== Record extracts ==
※

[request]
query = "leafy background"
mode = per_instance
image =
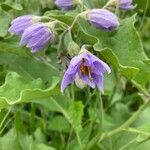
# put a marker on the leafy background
(35, 115)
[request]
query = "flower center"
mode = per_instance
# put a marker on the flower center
(86, 70)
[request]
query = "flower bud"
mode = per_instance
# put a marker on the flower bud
(66, 4)
(103, 19)
(36, 37)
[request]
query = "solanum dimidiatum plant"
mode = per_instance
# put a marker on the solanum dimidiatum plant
(81, 66)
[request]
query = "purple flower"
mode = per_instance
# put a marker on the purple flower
(64, 4)
(19, 24)
(36, 37)
(126, 5)
(103, 19)
(88, 68)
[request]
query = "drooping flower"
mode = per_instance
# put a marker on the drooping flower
(36, 37)
(66, 4)
(88, 68)
(126, 5)
(103, 19)
(19, 24)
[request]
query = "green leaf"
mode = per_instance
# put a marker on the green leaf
(122, 49)
(59, 123)
(16, 89)
(41, 147)
(17, 59)
(7, 5)
(75, 112)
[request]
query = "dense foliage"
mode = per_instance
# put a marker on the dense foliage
(36, 115)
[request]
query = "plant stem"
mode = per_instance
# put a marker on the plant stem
(101, 112)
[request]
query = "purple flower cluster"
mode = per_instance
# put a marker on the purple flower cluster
(88, 68)
(34, 35)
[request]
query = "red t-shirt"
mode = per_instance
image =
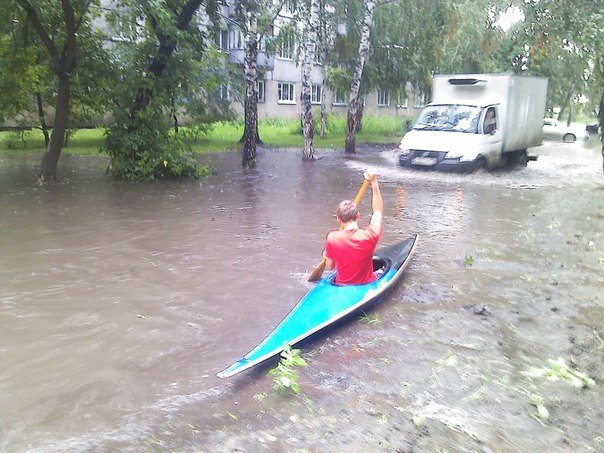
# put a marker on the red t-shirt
(352, 251)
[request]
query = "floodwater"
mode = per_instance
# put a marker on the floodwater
(119, 302)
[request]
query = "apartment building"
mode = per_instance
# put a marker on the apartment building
(280, 75)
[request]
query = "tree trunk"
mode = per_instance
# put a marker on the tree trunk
(63, 64)
(355, 85)
(306, 92)
(57, 139)
(42, 119)
(601, 126)
(250, 131)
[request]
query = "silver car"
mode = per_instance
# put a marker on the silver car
(555, 130)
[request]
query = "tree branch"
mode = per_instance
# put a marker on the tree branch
(42, 33)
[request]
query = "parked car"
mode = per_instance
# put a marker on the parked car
(592, 128)
(555, 130)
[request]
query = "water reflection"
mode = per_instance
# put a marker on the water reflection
(120, 301)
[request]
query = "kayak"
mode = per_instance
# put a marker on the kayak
(328, 303)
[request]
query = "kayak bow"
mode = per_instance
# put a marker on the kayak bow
(328, 303)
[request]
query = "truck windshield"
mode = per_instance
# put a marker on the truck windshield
(452, 118)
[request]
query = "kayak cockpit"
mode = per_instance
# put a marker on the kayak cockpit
(381, 266)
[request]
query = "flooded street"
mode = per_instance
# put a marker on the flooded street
(119, 303)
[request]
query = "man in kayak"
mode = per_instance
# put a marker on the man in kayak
(350, 249)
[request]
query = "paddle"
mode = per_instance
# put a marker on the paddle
(318, 271)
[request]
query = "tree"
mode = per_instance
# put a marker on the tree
(57, 26)
(353, 106)
(306, 92)
(163, 53)
(255, 20)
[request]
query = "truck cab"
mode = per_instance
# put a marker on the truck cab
(473, 122)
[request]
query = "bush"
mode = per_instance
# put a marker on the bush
(146, 148)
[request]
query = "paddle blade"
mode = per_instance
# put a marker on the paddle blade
(317, 272)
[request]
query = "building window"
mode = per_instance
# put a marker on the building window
(287, 93)
(403, 102)
(383, 98)
(317, 94)
(222, 39)
(261, 88)
(287, 7)
(236, 40)
(224, 92)
(338, 98)
(287, 49)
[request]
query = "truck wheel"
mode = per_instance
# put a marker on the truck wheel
(479, 164)
(519, 158)
(569, 138)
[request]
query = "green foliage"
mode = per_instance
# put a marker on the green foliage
(285, 377)
(371, 320)
(146, 149)
(559, 370)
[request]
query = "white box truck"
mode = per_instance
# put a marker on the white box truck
(476, 121)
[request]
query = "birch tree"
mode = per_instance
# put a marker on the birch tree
(355, 85)
(306, 92)
(255, 20)
(250, 132)
(57, 26)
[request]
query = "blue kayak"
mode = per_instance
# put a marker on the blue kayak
(328, 303)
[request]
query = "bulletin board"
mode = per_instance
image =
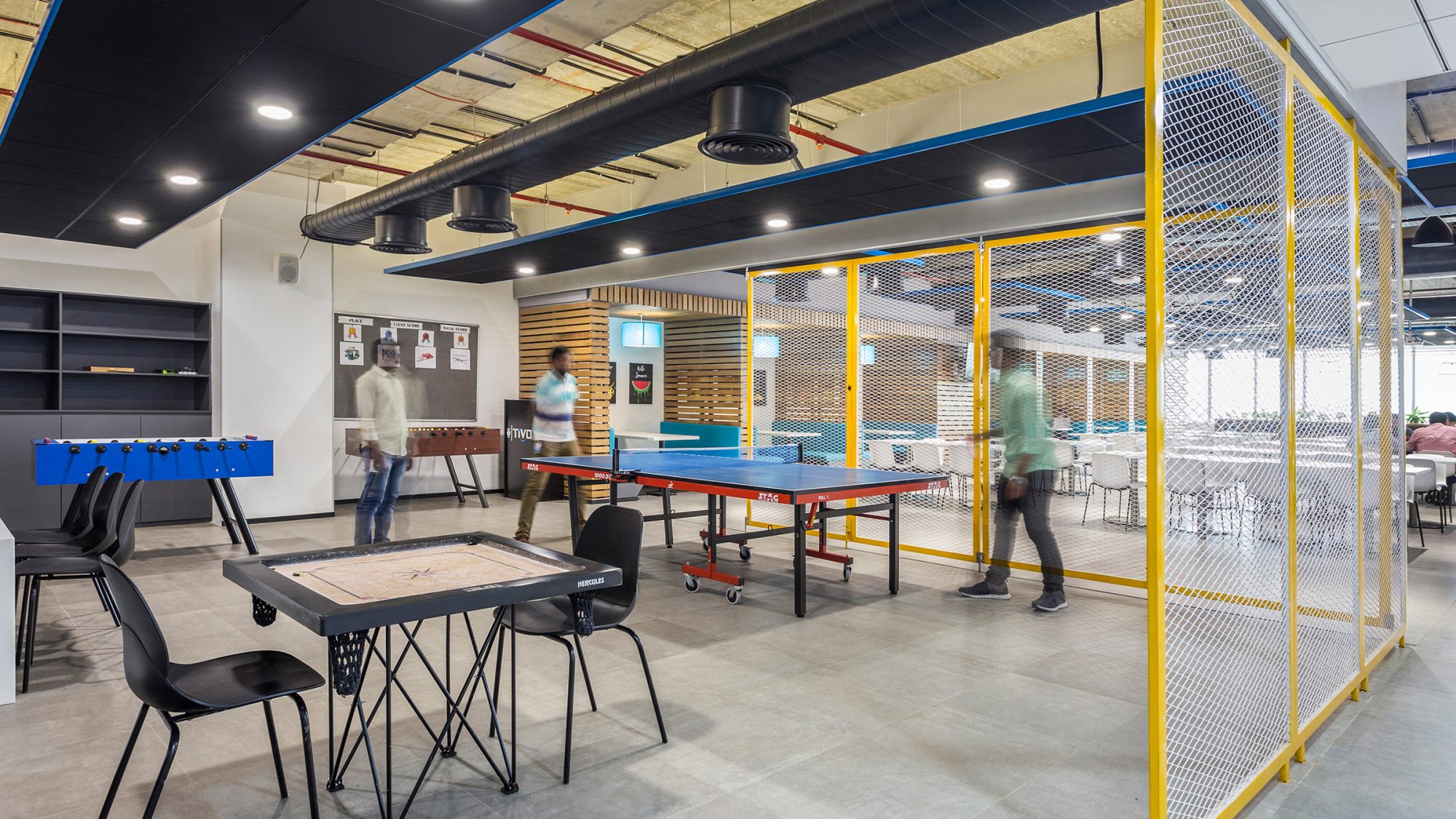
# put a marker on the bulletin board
(440, 362)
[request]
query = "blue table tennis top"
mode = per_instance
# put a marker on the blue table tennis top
(765, 474)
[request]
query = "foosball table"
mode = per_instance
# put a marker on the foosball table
(446, 442)
(216, 461)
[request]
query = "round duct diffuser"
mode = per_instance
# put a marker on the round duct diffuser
(749, 124)
(483, 209)
(397, 234)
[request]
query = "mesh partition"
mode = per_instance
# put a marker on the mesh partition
(800, 336)
(1227, 620)
(1071, 308)
(917, 391)
(1327, 487)
(1382, 422)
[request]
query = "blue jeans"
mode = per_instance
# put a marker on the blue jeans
(376, 509)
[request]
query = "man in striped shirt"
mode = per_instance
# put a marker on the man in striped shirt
(554, 433)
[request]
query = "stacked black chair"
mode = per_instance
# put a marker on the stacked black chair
(78, 521)
(113, 535)
(187, 691)
(614, 535)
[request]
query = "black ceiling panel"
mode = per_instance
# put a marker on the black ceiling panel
(124, 94)
(928, 174)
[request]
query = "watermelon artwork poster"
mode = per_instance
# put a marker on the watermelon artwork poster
(641, 384)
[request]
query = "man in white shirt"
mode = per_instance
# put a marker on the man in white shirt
(384, 443)
(553, 429)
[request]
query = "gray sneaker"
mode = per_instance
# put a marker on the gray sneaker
(985, 590)
(1051, 601)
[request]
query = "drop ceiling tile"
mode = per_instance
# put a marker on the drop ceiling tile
(1333, 21)
(1390, 56)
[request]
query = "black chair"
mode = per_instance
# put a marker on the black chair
(78, 515)
(612, 535)
(187, 691)
(119, 526)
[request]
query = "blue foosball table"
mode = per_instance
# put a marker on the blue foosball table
(216, 461)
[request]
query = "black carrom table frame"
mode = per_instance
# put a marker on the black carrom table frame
(357, 631)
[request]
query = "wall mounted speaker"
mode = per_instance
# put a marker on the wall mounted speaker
(286, 267)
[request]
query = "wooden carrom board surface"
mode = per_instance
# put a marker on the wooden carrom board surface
(405, 573)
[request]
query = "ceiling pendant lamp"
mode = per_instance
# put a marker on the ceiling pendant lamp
(1433, 234)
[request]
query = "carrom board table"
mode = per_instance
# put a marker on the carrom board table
(365, 598)
(765, 474)
(216, 461)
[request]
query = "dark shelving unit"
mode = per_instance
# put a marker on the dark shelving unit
(49, 339)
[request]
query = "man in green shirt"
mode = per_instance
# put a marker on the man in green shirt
(1029, 475)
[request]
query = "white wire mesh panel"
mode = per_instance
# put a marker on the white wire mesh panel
(800, 327)
(1327, 494)
(1382, 422)
(1227, 617)
(917, 391)
(1072, 309)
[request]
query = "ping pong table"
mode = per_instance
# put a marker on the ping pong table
(765, 474)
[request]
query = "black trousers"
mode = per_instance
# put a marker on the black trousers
(1034, 506)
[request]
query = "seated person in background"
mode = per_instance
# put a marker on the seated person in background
(1435, 436)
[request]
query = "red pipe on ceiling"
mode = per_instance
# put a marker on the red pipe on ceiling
(583, 53)
(569, 207)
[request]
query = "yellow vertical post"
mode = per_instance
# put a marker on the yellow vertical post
(852, 433)
(1358, 416)
(1157, 328)
(981, 339)
(1291, 505)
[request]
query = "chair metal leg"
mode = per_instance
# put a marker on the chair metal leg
(571, 704)
(308, 755)
(647, 672)
(167, 765)
(585, 675)
(273, 740)
(126, 756)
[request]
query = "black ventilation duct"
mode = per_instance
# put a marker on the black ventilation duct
(809, 53)
(483, 209)
(395, 234)
(749, 124)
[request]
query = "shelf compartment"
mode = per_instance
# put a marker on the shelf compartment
(30, 350)
(146, 355)
(25, 309)
(87, 392)
(30, 391)
(136, 317)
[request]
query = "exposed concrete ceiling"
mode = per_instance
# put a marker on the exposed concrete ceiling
(448, 111)
(20, 24)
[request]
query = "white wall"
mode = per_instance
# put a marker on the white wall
(360, 286)
(636, 417)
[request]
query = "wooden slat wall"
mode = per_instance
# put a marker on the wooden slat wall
(583, 327)
(624, 295)
(704, 363)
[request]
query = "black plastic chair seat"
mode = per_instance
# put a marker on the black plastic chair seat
(558, 617)
(58, 564)
(242, 679)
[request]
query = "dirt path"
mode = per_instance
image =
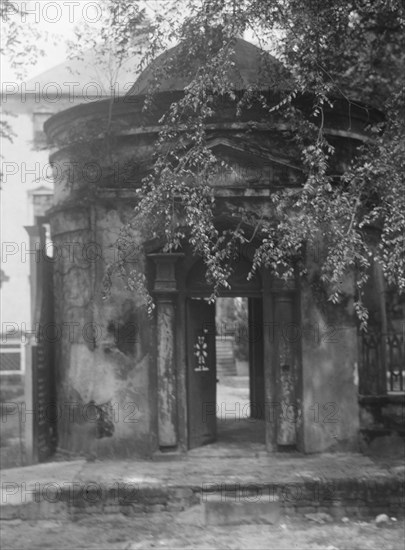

※

== What you have to do ==
Please find each line in the items above that contains the word "reflection" and copy those lines.

== Result of the exercise ==
query = "water reflection"
# put a marker on the water reflection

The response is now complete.